- _Extrait_:

Page:Burnouf - Introduction à l’histoire du bouddhisme indien.djvu/411

Le texte de cette page a été corrigé et est conforme au fac-similé.
369
DU BUDDHISME INDIEN.

ressens pas le feu de la colère ; mon cœur n’a que de la bienveillance pour ma mère, qui a donné l’ordre de m’arracher les yeux.

Puissent, au nom de la vérité de ces paroles, mes yeux redevenir tels qu’ils étaient auparavant ! À peine eut-il prononcé ces paroles, que ses yeux reparurent avec leur premier éclat.

Cependant le roi Açôka, irrité contre Tichya rakchitâ, la fit jeter dans un lieu de torture où elle mourut par le feu ; et il fit massacrer les habitants de Takchaçilâ.

- _Consignes et exercices_:
• 1. Recopiez le passage de l'extrait compris entre « Page:Burnouf - Introduction » et « DU BUDDHISME INDIEN. », ces deux bornes incluses.
• 2. Présentez sous forme de tableau Markdown, avec les colonnes « Numéro » et « Ligne », les lignes d'annotation situées entre celle qui contient « chair and record integer pixel coordinates. » et la fin de la liste, bornes incluses, en omettant les lignes vides.
L'extrait et les lignes qui suivent sont indépendants les uns des autres.

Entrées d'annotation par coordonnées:
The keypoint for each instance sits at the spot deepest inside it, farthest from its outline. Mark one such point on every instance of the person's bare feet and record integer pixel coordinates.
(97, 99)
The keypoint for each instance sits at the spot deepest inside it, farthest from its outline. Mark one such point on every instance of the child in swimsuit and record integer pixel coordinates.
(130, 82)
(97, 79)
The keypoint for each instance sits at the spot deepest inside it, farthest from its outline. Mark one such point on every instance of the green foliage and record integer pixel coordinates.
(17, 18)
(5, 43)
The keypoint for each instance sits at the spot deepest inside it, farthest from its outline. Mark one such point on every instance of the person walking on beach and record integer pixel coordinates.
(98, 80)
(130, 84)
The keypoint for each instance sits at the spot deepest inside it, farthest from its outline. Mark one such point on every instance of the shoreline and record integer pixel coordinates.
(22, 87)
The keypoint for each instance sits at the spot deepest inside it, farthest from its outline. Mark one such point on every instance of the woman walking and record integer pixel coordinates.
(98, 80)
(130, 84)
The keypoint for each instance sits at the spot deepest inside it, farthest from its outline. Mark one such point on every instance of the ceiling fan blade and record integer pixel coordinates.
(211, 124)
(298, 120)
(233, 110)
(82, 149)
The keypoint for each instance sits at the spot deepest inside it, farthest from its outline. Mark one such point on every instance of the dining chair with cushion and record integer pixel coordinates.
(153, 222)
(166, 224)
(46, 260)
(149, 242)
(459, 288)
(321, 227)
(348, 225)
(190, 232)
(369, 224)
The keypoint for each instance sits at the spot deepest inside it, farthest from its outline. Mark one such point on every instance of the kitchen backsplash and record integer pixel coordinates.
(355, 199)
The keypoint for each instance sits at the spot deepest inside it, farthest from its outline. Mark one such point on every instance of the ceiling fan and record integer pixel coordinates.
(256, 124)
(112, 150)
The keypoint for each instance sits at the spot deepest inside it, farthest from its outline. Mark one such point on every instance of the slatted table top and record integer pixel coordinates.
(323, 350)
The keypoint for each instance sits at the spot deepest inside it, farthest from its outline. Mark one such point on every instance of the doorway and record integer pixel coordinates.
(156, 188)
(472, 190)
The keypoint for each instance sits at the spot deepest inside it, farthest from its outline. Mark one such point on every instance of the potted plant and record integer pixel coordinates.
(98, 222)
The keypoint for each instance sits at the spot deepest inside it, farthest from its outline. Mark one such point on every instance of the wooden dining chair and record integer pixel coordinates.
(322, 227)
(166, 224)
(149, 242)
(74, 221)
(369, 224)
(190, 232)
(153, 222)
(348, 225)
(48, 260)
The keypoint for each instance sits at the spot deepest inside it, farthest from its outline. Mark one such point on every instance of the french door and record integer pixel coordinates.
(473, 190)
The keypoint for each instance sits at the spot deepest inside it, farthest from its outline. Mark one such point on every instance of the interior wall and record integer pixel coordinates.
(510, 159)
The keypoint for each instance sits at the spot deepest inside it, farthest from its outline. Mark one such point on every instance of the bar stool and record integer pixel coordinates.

- _Corrigés des exercices_:
• 1.
Page:Burnouf - Introduction à l’histoire du bouddhisme indien.djvu/411

Le texte de cette page a été corrigé et est conforme au fac-similé.
369
DU BUDDHISME INDIEN.

• 2.
| Numéro | Ligne |
|---|---|
| 1 | The keypoint for each instance sits at the spot deepest inside it, farthest from its outline. Mark one such point on every instance of the wooden dining chair and record integer pixel coordinates. |
| 2 | (322, 227) |
| 3 | (166, 224) |
| 4 | (149, 242) |
| 5 | (74, 221) |
| 6 | (369, 224) |
| 7 | (190, 232) |
| 8 | (153, 222) |
| 9 | (348, 225) |
| 10 | (48, 260) |
| 11 | The keypoint for each instance sits at the spot deepest inside it, farthest from its outline. Mark one such point on every instance of the french door and record integer pixel coordinates. |
| 12 | (473, 190) |
| 13 | The keypoint for each instance sits at the spot deepest inside it, farthest from its outline. Mark one such point on every instance of the interior wall and record integer pixel coordinates. |
| 14 | (510, 159) |
| 15 | The keypoint for each instance sits at the spot deepest inside it, farthest from its outline. Mark one such point on every instance of the bar stool and record integer pixel coordinates. |